- **Exercise**: From the entries below, gather each line containing the word "bowl".

[Material provided — start]

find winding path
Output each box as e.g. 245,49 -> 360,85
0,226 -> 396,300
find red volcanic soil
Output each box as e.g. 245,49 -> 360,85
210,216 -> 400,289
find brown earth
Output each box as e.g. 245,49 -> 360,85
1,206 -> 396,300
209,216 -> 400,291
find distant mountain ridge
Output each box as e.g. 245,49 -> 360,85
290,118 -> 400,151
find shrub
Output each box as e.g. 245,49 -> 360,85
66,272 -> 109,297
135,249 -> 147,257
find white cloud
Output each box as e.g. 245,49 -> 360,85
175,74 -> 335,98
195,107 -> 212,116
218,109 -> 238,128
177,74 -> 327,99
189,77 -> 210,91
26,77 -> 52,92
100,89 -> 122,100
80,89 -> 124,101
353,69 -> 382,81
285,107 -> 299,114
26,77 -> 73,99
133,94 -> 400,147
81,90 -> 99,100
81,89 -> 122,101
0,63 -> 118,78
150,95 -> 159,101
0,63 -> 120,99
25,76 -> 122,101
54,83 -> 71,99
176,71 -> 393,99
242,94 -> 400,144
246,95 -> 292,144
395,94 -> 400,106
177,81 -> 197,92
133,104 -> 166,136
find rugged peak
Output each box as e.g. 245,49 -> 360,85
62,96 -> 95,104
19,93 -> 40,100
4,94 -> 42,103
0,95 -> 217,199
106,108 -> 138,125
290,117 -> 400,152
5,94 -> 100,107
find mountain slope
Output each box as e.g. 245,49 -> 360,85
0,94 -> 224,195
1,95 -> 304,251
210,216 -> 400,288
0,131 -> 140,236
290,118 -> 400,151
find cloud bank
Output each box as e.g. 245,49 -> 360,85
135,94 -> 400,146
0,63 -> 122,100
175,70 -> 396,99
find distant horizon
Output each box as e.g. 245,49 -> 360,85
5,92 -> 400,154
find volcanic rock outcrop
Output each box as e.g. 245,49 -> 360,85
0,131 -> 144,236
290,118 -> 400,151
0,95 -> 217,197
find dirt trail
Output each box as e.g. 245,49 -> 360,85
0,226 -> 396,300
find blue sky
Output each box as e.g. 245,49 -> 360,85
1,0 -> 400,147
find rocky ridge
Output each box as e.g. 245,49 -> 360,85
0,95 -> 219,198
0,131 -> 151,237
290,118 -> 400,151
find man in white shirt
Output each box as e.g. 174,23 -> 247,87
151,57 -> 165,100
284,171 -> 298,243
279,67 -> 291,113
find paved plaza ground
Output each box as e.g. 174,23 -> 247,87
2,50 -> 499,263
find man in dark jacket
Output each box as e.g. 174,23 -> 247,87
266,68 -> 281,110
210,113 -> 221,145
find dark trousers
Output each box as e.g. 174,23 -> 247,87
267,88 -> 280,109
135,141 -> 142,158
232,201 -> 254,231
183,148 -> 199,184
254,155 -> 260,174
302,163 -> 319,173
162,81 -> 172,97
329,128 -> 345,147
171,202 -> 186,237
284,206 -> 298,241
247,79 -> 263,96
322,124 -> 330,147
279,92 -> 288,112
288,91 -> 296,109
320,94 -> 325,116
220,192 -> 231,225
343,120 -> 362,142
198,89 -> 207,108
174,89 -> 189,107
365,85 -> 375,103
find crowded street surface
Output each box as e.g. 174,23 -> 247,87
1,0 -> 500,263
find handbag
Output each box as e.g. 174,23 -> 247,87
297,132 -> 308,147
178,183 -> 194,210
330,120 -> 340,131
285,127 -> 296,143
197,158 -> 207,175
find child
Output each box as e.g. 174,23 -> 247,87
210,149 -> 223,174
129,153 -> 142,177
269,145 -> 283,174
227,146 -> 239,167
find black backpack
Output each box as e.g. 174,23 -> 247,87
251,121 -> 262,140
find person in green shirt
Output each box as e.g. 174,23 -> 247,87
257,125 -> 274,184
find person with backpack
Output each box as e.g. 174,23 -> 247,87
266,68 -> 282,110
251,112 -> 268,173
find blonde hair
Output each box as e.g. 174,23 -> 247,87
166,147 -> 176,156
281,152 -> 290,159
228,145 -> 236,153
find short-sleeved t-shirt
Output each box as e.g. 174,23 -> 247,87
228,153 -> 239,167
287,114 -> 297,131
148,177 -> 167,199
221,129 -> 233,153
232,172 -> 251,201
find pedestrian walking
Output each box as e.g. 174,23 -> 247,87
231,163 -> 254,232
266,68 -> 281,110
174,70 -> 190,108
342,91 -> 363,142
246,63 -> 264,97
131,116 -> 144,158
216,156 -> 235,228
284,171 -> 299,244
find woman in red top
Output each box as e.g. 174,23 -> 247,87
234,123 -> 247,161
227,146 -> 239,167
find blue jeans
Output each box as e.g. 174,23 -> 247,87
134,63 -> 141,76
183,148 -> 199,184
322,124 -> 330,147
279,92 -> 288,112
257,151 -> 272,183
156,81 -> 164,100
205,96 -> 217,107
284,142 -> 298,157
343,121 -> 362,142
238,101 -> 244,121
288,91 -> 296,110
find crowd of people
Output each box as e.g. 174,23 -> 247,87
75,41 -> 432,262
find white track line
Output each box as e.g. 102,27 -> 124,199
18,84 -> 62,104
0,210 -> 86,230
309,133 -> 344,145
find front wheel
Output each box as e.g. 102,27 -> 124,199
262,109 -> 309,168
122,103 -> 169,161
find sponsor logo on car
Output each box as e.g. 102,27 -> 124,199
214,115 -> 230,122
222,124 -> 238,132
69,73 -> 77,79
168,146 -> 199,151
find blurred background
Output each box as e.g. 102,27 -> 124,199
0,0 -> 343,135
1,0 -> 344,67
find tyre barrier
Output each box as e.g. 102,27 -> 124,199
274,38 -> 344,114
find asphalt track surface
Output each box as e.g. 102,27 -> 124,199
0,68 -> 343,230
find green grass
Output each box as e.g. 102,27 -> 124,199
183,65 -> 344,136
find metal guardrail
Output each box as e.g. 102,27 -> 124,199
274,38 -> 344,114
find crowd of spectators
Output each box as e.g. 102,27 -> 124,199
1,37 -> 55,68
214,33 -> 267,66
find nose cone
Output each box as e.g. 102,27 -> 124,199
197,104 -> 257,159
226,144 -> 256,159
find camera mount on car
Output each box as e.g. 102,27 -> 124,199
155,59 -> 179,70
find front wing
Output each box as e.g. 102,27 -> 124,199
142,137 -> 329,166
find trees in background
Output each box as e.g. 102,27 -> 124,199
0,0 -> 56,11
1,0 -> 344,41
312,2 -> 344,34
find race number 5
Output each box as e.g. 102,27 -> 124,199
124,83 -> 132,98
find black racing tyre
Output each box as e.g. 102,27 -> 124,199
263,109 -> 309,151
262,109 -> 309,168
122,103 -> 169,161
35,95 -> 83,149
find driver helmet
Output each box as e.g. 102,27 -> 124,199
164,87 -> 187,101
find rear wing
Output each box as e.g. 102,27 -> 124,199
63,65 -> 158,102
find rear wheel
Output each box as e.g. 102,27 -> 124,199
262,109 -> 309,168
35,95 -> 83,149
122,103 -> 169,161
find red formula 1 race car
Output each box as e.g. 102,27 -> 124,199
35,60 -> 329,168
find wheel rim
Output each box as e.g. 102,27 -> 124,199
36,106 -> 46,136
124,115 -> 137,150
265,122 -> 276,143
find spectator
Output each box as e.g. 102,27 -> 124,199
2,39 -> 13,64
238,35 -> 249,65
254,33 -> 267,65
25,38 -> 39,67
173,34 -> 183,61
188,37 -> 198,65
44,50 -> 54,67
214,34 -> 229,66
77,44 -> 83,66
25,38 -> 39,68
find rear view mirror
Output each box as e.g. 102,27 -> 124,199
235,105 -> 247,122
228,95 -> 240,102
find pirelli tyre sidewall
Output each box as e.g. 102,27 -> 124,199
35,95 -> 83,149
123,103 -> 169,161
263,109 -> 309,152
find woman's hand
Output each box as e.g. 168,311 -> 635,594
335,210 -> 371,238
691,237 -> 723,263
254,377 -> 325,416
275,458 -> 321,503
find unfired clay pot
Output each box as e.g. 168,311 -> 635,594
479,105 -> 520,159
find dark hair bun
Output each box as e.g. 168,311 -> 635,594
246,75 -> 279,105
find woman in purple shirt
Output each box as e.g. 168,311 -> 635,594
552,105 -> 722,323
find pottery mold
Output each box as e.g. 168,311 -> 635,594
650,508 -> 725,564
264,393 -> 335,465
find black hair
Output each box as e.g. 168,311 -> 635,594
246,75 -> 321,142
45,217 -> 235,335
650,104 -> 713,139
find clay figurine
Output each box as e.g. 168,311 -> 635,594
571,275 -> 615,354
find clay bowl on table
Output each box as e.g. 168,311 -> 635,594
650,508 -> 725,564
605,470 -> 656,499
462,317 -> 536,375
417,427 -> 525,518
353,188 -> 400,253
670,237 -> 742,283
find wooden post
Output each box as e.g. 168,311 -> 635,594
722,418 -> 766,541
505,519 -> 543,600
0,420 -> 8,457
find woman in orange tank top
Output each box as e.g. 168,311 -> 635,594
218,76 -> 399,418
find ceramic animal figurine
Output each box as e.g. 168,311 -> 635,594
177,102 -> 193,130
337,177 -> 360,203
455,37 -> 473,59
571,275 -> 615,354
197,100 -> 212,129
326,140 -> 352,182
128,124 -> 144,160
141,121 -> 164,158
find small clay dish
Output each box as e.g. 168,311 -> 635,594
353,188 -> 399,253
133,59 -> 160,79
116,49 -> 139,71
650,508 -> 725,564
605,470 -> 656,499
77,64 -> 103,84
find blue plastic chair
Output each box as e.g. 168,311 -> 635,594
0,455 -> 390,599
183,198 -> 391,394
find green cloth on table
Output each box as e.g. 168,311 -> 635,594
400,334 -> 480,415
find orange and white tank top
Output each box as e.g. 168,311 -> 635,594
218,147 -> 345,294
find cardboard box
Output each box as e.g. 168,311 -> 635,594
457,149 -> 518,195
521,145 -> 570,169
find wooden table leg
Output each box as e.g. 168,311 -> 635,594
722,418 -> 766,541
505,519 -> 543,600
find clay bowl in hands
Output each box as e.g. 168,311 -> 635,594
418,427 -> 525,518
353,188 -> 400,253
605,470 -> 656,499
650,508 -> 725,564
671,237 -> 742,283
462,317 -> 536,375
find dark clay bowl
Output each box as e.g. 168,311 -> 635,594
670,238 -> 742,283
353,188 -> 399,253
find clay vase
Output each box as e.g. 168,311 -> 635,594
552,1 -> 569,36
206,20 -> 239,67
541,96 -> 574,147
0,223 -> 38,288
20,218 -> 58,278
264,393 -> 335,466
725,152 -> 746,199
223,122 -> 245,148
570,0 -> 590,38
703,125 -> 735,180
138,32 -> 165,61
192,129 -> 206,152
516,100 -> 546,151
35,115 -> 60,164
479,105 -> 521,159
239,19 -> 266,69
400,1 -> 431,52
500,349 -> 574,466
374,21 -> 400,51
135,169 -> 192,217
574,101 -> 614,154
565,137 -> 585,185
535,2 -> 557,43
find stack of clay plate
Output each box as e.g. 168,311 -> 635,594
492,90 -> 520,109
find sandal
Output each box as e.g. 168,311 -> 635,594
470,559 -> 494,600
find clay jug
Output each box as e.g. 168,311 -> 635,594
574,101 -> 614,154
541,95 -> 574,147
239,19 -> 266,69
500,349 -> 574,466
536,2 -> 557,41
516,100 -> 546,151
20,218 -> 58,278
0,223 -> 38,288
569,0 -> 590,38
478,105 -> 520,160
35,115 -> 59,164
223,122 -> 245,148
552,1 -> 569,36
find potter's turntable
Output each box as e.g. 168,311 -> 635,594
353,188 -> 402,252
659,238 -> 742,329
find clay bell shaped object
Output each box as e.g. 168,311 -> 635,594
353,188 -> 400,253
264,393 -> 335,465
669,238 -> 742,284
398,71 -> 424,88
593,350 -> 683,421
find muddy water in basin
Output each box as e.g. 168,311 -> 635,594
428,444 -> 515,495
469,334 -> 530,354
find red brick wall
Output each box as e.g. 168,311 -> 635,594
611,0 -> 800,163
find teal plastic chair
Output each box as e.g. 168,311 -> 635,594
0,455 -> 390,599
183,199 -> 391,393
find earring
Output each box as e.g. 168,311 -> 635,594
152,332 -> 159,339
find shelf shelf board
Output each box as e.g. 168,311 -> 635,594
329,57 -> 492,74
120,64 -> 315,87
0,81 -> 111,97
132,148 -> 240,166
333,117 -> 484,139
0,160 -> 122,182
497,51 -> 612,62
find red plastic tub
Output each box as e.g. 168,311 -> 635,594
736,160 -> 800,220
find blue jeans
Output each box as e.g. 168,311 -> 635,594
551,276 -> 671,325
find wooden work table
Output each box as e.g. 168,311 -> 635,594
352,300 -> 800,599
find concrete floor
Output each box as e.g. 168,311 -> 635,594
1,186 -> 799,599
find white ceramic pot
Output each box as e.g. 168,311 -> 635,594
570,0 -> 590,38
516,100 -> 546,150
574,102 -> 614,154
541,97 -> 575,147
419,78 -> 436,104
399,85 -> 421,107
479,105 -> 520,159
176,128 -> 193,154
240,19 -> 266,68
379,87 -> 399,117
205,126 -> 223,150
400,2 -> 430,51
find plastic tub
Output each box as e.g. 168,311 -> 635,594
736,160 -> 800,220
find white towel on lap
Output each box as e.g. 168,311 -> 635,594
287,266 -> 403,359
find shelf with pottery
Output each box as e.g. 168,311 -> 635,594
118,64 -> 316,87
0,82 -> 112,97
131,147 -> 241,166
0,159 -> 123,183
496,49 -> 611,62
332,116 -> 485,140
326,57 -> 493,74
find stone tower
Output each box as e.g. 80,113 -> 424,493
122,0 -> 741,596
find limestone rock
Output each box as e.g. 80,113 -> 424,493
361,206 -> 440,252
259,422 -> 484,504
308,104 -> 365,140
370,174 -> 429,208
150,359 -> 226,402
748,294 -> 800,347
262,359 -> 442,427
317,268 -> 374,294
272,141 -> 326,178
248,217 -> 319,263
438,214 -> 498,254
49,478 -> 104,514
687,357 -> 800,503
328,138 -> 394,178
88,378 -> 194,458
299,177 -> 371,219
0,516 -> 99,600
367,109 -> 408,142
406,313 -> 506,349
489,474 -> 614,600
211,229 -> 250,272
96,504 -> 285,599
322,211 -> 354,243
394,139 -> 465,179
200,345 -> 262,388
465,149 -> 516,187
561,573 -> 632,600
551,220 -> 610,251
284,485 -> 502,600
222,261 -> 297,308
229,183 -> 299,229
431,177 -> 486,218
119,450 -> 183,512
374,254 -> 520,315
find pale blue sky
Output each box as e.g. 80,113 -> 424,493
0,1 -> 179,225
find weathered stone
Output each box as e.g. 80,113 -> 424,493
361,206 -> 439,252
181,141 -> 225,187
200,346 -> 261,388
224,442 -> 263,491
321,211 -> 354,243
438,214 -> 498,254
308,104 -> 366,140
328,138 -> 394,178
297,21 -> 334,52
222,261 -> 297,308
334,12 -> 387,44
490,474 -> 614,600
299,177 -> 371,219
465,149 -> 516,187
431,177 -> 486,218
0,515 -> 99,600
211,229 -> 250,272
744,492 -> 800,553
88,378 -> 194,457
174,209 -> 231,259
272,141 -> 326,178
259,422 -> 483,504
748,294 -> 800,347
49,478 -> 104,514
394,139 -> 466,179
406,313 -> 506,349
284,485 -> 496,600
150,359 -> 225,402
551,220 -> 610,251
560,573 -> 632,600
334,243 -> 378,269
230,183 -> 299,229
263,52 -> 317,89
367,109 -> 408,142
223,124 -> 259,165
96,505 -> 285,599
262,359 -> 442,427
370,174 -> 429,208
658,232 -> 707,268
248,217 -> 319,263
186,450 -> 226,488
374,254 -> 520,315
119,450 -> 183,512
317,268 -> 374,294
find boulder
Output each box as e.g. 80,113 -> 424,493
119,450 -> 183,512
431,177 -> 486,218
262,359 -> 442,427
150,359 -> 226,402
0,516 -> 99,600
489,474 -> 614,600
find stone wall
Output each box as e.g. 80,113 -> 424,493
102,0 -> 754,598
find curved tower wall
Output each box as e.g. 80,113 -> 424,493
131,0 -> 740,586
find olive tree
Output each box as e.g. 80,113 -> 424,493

[Material provided — finish]

- **Response for this exercise**:
find clay bowl on table
find clay bowl in hands
find dark clay bowl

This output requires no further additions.